= Excerpt =
..........
Visual Performance With Bifocal and Trifocal Diffractive Intraocular Lenses: A Prospective Three-Armed Randomized Multicenter Clinical Trial

Abstract
To evaluate and compare quality of vision and reading performance outcomes after implantation of bifocal refractive-diffractive, bifocal apodized diffractive, or trifocal diffractive-refractive intraocular lenses (IOLs). This randomized, prospective, three-armed multicenter (Spain, Germany, and France) trial included 104 eyes of 52 patients (mean age: 63.2 ± 7.7 years). Patients underwent cataract surgery with bilateral implantation of either AT LISA 809M (Carl Zeiss Meditec, Jena, Germany: AT LISA group, 38 eyes), AT LISA tri 839MP (Carl Zeiss Meditec: AT LISA tri group, 32 eyes), or ReSTOR SN6AD1 (Alcon Laboratories, Inc., Fort Worth, TX: ReSTOR group, 34 eyes) IOLs. Visual and refractive outcomes, depth of focus, and reading performance were evaluated at 1, 6, and 12 months postoperatively. The AT LISA tri group showed significantly better 12-month uncorrected (UIVA) and binocular distance-corrected (DCIVA) intermediate visual acuity (P ≤ .016) than the AT LISA group. The AT LISA tri group showed a significantly better 3-month UIVA compared to the ReSTOR group (P = .042). Binocular uncorrected and corrected distance visual acuities were not significantly different among groups (P ≥ .092) at the 12-month follow-up. A total of 85.3%, 90.0%, and 78.1% of eyes had a spherical equivalent within ±0.50 D in the AT LISA, AT LISA tri, and ReSTOR groups, respectively, at 12 months (P = .038). No statistically significant differences between the trifocal and bifocal groups were detected for reading performance (P ≥ .055). The trifocal diffractive-refractive IOL provides enhanced intermediate visual restoration compared to bifocal diffractive-refractive or apodized diffractive IOLs. The addition of an intermediate focal point did not deteriorate far or near vision. A comparable reading performance was maintained with the trifocal lens. [J Refract Surg. 2017;33(10):655-662.].
..........
= Goal of the exercise =
Which intraocular lens models were implanted in the patients of the trial abstract above?

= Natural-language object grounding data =
..........
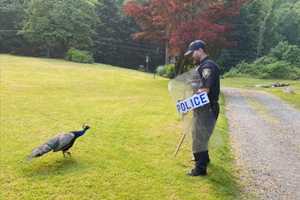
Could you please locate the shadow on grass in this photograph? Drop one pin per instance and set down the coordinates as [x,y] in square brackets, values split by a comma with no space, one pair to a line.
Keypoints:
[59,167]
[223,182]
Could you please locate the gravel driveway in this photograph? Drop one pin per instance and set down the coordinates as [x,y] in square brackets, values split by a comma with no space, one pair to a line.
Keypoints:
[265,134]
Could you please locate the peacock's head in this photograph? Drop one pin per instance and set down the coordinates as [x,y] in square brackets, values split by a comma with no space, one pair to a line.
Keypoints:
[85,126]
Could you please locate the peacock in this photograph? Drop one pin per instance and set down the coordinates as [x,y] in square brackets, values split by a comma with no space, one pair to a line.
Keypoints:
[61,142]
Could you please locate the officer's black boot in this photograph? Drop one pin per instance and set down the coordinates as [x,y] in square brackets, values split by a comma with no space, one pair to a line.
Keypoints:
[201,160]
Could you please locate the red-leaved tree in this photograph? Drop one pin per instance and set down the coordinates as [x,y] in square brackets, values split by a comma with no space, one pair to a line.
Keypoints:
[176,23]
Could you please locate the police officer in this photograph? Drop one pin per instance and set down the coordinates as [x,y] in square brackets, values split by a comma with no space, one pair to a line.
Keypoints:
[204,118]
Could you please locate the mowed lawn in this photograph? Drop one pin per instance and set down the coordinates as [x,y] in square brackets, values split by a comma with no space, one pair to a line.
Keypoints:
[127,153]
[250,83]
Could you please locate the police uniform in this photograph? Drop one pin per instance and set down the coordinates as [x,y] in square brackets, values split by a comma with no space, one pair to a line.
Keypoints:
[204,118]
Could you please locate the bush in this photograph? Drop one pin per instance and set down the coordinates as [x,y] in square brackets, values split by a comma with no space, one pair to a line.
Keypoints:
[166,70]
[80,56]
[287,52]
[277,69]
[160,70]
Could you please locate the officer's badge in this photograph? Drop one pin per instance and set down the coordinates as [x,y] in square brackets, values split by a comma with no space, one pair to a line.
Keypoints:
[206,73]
..........
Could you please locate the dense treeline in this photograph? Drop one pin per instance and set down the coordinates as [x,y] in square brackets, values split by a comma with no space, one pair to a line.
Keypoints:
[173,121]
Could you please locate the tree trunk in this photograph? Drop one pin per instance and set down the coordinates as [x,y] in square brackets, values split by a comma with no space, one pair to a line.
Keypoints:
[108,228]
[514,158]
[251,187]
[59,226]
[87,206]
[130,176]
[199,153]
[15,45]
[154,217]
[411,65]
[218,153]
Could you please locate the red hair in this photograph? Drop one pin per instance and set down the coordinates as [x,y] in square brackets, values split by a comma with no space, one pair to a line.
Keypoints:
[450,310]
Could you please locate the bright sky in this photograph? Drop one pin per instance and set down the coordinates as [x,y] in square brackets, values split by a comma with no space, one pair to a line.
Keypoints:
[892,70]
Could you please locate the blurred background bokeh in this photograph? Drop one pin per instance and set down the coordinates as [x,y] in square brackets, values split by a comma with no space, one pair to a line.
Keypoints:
..........
= Answer section =
AT LISA 809M, AT LISA tri 839MP, ReSTOR SN6AD1